== Supplied data

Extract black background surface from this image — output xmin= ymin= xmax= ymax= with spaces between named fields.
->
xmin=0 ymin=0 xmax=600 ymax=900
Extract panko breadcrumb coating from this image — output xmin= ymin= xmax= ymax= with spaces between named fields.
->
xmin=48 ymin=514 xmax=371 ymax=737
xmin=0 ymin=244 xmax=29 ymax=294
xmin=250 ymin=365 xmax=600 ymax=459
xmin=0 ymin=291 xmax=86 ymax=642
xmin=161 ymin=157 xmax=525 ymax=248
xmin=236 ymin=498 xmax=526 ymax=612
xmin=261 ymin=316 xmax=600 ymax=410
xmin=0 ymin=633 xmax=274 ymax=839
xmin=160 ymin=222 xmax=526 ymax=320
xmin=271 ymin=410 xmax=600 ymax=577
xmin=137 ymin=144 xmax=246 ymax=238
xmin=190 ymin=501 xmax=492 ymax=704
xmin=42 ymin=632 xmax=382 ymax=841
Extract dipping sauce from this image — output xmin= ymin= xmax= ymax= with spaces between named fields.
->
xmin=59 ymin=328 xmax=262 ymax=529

====

▶ [Aim] Pull out each line of the records that contains the word "from", and copy those lines in their original order.

▶ [Final result]
Extract black background surface from this image — output xmin= ymin= xmax= ymax= with spaces between named fields.
Extract panko breadcrumb coating from this image — output xmin= ymin= xmax= ymax= with spaces between named fields.
Extract dipping sauce from this image — output xmin= ymin= xmax= ymax= with spaces between named fields.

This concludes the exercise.